### À FAIRE
Dans le texte sur l'histoire du repos hebdomadaire en France, quel organisme vota à l'unanimité, le 3 juin 1901, le vœu que le repos hebdomadaire soit garanti par la loi ?

### TEXTE DU DOCUMENT
• • •

De nombreux courants de pensée souhaitaient également que l’Etat intervienne dans ce domaine :
union sacrée où l’on retrouvait des libéraux comme Léon Say et des catholiques souvent disciples de
Le Play. En 1889 se tint à Paris, sous la présidence de Léon Say, un « congrès international du repos
hebdomadaire ». La France, comme le rappellent de nombreuses voix, y compris lors du débat
parlementaire de 1906, est en retard sur les autres pays comme le Royaume-Uni, l’Allemagne, les
Etats-Unis, la Suisse, l’Autriche et même le Japon qui accordent le repos hebdomadaire à leurs salariés.
Une première tentative de généraliser le repos hebdomadaire échoue en 1892 et ne débouche que sur la
loi du 2 novembre qui, dans son article 5, ne s’appliquait qu’aux femmes et aux jeunes de moins de dix
huit ans.

En 1895, les Chambres accordèrent aux ouvriers travaillant sur le chantier de l’exposition universelle
le droit au repos hebdomadaire, mais en se refusant à déterminer un jour fixe pour celui-ci, ce qui
rendit le texte peu appliqué. Enfin le 3 juin 1901, le Conseil supérieur du Travail, structure tripartite
présidée par le ministre du commerce, vota à l’unanimité, le vœu que « le repos hebdomadaire soit
garanti par la loi aux travailleurs des deux sexes…

Quatre ans de débat parlementaire

Le 27 mars 1902, à la veille des élections législatives et dans une période économiquement et
socialement difficile (14), la Chambre des députés commença à délibérer sur une proposition de loi
d’Alexandre Zevaes, député socialiste indépendant de l’Isère, dont la rédaction primitive était :
« Article 1 : Dans les services de l’Etat des départements et de la commune, dans les services,
monopoles, régies concessions qui en dépendent, tout ouvrier ou employé a le droit à un jour complet
de repos par semaine. Ce droit ne peut être aliéné par convention. Le repos est obligatoire.

• • •

Entrées du jeu de données:
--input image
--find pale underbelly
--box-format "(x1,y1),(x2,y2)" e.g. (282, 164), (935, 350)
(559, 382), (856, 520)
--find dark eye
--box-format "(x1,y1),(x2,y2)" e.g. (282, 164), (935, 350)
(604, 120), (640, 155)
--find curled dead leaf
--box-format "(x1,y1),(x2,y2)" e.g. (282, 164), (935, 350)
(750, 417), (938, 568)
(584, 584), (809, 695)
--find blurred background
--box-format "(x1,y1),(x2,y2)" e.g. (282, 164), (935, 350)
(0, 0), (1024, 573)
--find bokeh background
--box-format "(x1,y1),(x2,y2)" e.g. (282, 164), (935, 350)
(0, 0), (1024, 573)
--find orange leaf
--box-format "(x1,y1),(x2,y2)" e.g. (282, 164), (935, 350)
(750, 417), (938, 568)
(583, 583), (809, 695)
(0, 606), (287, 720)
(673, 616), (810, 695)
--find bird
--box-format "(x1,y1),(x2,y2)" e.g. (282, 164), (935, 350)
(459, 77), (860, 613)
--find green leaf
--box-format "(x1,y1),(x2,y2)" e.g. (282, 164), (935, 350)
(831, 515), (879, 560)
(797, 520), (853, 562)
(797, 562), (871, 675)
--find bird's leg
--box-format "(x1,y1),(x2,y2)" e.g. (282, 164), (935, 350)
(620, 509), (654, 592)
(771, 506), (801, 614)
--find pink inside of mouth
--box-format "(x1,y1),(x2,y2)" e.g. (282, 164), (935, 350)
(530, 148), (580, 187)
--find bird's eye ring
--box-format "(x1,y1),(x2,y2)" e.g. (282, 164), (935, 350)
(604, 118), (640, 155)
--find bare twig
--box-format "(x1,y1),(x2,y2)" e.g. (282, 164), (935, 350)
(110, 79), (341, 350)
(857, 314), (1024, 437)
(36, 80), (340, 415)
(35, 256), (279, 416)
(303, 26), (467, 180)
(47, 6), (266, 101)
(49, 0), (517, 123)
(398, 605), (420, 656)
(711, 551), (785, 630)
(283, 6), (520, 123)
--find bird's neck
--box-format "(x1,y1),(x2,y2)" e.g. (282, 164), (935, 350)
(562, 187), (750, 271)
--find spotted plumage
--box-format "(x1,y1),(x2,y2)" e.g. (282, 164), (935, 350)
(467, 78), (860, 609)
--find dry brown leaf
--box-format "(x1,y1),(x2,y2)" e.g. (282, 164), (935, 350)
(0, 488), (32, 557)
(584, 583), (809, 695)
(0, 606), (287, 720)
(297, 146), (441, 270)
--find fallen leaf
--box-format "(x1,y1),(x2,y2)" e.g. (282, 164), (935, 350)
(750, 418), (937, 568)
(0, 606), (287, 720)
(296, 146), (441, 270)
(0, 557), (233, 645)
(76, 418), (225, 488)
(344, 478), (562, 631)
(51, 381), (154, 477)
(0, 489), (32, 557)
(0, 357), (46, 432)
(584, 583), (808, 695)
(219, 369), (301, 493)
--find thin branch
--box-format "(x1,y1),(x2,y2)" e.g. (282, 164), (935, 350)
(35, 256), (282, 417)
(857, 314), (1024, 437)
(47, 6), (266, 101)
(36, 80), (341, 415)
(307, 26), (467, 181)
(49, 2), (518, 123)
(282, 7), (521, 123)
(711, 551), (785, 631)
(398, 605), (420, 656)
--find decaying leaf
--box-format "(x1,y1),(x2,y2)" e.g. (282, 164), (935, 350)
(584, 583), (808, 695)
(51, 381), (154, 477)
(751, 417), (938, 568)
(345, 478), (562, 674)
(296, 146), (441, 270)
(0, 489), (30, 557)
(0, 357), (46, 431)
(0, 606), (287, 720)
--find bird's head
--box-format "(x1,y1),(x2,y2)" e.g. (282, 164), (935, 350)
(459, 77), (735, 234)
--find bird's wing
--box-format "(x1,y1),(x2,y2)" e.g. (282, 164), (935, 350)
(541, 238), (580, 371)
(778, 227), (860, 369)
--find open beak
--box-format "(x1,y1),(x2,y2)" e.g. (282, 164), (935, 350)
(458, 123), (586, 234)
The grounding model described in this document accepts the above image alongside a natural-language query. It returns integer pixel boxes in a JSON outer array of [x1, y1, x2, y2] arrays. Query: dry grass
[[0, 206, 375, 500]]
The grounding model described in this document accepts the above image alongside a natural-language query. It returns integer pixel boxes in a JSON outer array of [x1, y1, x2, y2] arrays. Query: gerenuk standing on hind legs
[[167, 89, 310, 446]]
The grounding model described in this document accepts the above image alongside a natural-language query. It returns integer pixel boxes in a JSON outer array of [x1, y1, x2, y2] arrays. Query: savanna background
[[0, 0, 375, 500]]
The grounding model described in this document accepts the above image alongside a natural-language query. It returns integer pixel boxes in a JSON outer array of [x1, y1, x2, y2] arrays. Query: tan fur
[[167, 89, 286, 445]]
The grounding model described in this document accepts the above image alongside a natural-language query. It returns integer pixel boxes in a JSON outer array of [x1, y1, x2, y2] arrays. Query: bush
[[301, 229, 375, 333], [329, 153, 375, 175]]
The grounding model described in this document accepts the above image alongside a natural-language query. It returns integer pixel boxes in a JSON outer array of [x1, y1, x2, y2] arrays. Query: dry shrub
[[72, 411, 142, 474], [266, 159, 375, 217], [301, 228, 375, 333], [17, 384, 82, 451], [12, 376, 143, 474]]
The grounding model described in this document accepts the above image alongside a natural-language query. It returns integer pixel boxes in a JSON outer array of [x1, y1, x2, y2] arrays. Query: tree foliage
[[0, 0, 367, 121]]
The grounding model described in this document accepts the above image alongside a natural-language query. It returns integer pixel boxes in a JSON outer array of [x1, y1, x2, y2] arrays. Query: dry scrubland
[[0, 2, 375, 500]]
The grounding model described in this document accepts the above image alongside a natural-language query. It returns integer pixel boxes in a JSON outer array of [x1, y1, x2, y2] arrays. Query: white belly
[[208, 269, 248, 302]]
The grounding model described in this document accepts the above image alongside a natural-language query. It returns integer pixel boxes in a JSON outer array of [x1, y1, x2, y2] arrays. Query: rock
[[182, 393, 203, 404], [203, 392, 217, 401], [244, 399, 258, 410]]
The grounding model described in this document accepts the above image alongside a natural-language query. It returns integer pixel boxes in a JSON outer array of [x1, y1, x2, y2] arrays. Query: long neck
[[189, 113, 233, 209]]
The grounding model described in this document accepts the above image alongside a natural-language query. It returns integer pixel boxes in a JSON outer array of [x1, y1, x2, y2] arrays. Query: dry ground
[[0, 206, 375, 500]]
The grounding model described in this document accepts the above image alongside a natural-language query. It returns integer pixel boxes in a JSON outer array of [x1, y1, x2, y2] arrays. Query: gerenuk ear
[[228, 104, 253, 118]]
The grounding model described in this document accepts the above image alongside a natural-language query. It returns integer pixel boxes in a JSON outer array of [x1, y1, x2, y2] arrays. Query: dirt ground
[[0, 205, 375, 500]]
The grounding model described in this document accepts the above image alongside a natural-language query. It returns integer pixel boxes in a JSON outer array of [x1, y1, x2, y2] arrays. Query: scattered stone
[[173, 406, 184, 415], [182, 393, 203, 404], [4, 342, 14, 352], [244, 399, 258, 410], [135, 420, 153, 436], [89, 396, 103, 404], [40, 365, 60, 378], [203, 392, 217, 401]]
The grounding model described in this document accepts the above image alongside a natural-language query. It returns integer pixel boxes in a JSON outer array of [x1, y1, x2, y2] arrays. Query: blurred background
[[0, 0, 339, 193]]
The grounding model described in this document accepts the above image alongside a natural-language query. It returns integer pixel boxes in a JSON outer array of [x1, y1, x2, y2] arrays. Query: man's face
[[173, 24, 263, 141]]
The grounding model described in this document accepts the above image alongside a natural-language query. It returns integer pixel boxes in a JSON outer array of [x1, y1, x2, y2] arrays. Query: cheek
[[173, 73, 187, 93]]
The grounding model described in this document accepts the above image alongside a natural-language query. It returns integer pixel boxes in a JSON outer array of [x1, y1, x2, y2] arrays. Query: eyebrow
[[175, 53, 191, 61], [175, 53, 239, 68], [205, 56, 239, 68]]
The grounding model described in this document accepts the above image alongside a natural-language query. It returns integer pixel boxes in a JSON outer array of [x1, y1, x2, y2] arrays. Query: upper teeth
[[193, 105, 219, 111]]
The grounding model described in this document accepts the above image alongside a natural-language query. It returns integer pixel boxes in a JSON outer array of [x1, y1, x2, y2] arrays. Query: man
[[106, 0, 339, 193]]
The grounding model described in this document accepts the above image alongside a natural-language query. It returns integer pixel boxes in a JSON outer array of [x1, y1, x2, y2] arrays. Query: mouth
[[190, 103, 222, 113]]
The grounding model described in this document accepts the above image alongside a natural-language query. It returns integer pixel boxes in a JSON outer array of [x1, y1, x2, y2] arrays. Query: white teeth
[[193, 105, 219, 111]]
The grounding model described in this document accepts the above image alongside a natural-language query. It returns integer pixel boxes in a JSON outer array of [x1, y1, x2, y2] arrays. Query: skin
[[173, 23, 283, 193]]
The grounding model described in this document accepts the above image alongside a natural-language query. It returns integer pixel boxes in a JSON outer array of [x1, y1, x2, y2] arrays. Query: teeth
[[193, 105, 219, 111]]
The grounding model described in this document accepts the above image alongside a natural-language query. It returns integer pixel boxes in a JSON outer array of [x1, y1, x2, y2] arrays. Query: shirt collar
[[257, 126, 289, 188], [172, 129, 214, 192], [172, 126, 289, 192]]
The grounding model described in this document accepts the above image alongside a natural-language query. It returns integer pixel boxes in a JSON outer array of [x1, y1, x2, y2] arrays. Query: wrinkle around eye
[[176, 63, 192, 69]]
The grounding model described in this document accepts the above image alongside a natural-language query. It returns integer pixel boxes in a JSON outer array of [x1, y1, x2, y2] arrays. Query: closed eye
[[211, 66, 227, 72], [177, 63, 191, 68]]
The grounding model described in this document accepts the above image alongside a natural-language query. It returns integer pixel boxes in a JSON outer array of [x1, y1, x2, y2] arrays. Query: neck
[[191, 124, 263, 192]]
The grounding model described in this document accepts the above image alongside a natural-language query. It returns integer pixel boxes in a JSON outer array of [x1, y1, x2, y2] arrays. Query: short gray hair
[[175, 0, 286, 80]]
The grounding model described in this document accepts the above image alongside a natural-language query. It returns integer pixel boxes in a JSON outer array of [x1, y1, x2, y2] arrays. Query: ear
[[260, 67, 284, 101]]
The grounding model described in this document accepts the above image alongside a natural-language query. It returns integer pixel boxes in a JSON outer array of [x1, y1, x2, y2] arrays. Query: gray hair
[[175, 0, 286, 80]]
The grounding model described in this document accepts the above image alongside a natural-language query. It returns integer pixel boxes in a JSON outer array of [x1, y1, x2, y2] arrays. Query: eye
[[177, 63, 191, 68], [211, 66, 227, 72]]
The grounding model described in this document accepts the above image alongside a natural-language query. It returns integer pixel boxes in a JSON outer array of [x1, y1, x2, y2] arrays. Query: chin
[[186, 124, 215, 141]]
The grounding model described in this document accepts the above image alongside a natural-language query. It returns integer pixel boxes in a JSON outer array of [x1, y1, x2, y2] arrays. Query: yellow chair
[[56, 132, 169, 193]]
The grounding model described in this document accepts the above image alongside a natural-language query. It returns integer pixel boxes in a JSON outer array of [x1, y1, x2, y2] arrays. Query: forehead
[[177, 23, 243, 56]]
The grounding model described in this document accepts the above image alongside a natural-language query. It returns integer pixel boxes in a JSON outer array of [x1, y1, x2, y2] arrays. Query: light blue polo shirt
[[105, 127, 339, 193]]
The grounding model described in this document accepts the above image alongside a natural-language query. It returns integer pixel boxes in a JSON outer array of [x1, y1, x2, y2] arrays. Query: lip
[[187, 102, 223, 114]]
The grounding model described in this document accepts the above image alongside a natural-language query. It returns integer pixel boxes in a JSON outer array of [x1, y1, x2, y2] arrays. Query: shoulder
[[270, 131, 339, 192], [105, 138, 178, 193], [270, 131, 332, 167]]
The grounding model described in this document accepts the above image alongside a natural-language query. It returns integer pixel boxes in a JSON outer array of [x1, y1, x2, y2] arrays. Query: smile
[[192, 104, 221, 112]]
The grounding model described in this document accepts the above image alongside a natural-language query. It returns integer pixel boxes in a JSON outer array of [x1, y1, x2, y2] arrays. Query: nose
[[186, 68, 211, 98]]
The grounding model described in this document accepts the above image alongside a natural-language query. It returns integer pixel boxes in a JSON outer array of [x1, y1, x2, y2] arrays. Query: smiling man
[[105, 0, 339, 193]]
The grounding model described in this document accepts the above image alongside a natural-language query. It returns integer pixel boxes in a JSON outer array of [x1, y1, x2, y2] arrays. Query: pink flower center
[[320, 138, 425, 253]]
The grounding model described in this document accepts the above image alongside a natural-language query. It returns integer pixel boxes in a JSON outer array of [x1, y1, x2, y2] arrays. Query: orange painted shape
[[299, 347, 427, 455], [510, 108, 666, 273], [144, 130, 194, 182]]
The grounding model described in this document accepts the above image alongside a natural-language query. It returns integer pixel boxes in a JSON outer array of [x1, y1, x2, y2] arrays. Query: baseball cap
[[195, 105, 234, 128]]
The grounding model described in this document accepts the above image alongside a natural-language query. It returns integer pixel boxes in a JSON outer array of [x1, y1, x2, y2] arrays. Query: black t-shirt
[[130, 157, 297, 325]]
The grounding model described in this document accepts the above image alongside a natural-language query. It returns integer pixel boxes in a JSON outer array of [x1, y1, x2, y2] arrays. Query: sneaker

• • •

### RÉPONSE À L'EXERCICE
Le Conseil supérieur du Travail, structure tripartite présidée par le ministre du commerce.